(Short exercise):
Locate each line in the listing below that contains the string "Give", and copy those lines out. Case counts when matching.

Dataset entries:
|---|
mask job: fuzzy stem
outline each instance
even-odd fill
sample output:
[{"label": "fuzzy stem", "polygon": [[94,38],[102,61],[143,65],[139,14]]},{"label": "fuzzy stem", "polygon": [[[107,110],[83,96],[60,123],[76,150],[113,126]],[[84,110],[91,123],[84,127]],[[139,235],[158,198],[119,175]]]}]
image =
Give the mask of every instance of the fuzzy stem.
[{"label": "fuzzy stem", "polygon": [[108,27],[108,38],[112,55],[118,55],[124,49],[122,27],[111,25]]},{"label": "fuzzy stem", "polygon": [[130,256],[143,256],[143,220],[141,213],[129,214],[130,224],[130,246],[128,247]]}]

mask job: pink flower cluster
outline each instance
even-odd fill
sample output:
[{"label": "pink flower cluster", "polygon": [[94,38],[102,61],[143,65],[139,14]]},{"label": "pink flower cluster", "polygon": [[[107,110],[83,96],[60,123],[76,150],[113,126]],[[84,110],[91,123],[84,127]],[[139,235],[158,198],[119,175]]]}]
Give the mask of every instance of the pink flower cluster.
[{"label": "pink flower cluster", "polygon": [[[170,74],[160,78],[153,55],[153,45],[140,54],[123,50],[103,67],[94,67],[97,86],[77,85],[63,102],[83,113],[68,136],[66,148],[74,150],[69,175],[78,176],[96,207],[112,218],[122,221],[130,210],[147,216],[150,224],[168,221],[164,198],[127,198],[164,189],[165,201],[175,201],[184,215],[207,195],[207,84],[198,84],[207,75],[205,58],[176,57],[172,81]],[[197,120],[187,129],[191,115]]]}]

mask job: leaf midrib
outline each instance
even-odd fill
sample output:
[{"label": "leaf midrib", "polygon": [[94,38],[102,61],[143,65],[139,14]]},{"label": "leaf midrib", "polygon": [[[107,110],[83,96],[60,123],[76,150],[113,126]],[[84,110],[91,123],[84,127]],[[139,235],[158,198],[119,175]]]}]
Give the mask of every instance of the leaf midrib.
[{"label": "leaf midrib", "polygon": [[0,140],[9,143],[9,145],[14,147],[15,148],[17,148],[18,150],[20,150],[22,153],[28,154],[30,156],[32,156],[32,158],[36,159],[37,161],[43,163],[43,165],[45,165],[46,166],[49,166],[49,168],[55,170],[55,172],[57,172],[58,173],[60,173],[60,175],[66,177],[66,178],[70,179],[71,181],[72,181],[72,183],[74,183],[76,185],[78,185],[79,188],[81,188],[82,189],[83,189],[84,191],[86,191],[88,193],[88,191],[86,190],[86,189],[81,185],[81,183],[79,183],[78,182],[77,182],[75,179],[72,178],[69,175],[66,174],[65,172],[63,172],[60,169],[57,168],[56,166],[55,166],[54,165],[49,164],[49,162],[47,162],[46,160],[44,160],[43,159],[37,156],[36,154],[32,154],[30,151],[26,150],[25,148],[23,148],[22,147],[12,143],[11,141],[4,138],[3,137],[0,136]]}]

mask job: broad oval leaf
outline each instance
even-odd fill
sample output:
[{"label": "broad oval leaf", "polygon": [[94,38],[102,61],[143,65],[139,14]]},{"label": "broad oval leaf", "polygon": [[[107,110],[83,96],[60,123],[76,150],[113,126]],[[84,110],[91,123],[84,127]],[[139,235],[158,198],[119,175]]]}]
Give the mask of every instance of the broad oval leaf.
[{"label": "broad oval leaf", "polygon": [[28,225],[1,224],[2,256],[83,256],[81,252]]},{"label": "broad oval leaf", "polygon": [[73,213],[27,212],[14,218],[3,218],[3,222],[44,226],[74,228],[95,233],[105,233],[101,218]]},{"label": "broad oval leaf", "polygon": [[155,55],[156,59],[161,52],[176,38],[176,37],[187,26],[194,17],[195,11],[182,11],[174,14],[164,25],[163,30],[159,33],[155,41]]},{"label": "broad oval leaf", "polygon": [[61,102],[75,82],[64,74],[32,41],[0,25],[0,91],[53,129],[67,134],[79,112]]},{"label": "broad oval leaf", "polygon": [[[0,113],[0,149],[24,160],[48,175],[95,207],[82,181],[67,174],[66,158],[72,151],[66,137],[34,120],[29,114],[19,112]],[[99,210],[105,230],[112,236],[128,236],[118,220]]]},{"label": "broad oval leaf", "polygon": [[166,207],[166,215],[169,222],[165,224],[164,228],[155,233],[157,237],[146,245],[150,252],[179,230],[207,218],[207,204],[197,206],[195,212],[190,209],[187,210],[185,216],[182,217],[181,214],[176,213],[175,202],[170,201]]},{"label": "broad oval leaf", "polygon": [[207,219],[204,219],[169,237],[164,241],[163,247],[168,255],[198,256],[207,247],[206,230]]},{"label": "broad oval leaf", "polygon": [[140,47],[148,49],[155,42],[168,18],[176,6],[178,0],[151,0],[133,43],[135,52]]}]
|---|
(Problem solution):
Give the mask of every instance of the fuzzy stem.
Give the mask of every instance of the pink flower cluster.
Give the mask of every instance of the leaf midrib.
Give the mask of every instance of the broad oval leaf.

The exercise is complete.